Provided passage >>
┏━━

- Born: Thomas Harold Bowles May 7, 1926 South Bend, Indiana, U.S.
- Died: January 28, 2000 (aged 73) Detroit, Michigan, U.S.
- Genres: Jazz, R&B, soul
- Occupations: Session musician, bandleader, tour manager, musical director
- Instruments: Baritone saxophone, flute
- Years active: 1940s–1990s

= Beans Bowles =

Thomas Harold "Beans" Bowles (May 7, 1926 – January 28, 2000) was an American jazz and session musician, primarily known as a baritone saxophonist and flutist with Motown Records' house band, the Funk Brothers. He played the flute solo on the studio version of Stevie Wonder's "Fingertips" (from The Jazz Soul of Little Stevie, 1962), and arranged "Fingertips Part II." Beyond performing, Bowles served as a tour manager for the Motortown Revue, musical director for acts like Smokey Robinson & the Miracles, and an influential mentor in Detroit's music scene.

== Early life ==
Bowles was born in South Bend, Indiana, on May 7, 1926. He moved to Detroit in 1944 to attend Wayne State University but soon left to join a U.S. Navy band, performing nationally and internationally during his service. After his discharge, he became active in Detroit's jazz scene, playing at venues like the Flame Showbar and Frolic Show Bar alongside artists such as Billie Holiday, Billy Eckstine, and Wynonie Harris.

┗━━

Problems to work on >>
**1)** How would you sum up the Beans Bowles article in two sentences?
**2)** Which artists does the Beans Bowles article name as performers he played alongside at Detroit venues?

Data shown >>
┏━━

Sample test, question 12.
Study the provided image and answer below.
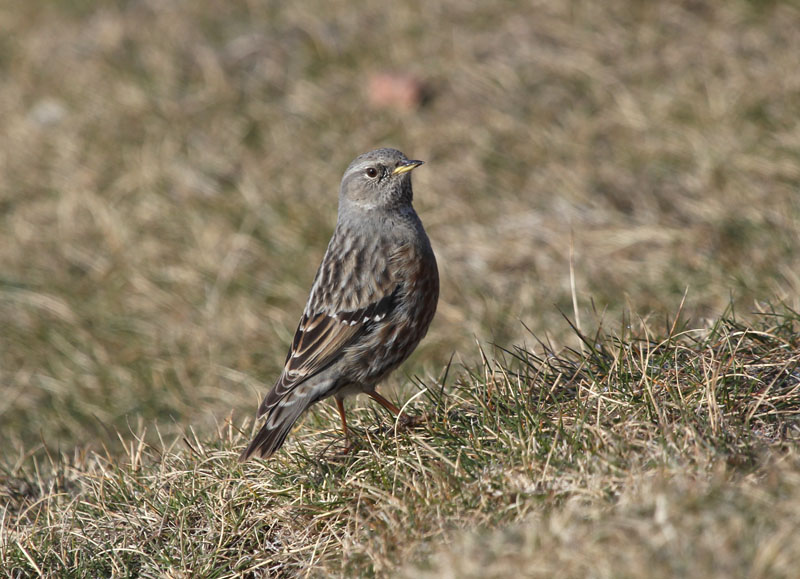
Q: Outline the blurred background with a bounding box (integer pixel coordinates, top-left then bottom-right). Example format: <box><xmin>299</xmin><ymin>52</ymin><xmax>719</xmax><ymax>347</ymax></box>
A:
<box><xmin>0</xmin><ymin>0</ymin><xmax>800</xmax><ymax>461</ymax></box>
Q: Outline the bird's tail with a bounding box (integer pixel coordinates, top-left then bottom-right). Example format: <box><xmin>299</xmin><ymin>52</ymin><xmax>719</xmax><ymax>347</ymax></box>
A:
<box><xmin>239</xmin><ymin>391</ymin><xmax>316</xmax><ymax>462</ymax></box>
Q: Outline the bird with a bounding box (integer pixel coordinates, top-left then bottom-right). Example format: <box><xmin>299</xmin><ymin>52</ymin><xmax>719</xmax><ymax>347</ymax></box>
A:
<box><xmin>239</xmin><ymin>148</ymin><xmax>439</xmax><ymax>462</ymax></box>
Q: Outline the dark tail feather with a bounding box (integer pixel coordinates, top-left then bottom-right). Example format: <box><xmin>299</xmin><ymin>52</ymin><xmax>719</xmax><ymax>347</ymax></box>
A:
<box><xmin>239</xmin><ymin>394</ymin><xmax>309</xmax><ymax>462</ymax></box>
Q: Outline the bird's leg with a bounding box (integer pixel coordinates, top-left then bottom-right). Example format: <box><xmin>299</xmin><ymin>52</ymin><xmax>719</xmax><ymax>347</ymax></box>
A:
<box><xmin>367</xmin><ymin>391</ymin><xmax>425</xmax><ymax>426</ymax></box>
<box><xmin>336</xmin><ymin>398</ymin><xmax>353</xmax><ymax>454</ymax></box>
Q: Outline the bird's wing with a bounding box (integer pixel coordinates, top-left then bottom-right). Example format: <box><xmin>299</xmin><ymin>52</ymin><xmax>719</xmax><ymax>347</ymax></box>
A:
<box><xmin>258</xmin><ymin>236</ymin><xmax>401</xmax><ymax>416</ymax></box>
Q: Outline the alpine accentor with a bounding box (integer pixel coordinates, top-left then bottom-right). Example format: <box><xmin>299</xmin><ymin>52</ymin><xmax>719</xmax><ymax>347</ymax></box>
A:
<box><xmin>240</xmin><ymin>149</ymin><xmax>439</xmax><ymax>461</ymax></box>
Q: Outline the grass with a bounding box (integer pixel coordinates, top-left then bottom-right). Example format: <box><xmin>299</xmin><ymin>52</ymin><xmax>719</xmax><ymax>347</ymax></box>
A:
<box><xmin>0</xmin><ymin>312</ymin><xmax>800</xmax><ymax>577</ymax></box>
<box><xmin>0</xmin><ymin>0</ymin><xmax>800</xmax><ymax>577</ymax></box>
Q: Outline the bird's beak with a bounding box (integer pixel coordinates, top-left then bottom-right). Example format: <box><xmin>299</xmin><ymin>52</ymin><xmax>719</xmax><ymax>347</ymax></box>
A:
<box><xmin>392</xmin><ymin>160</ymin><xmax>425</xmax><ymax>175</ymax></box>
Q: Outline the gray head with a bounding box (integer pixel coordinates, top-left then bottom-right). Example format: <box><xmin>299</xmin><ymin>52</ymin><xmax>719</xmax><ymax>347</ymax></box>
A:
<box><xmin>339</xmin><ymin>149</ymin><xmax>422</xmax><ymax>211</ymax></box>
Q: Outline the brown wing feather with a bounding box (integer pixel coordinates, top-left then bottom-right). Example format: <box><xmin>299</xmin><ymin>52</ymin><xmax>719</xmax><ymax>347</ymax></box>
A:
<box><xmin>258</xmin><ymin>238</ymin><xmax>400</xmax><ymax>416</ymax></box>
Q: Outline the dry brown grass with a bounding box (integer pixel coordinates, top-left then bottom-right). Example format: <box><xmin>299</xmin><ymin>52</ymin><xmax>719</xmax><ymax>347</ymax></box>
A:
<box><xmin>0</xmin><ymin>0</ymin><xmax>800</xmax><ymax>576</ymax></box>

┗━━

Task-by-task answers >>
**1)** Thomas Harold "Beans" Bowles (1926–2000) was an American jazz and session musician, best known as a baritone saxophonist and flutist with the Funk Brothers, Motown Records' house band. He played the flute solo on the studio version of Stevie Wonder's "Fingertips," and he also worked as a tour manager for the Motortown Revue, as musical director for acts like Smokey Robinson & the Miracles, and as an influential mentor in Detroit's music scene.

**2)**
- Billie Holiday
- Billy Eckstine
- Wynonie Harris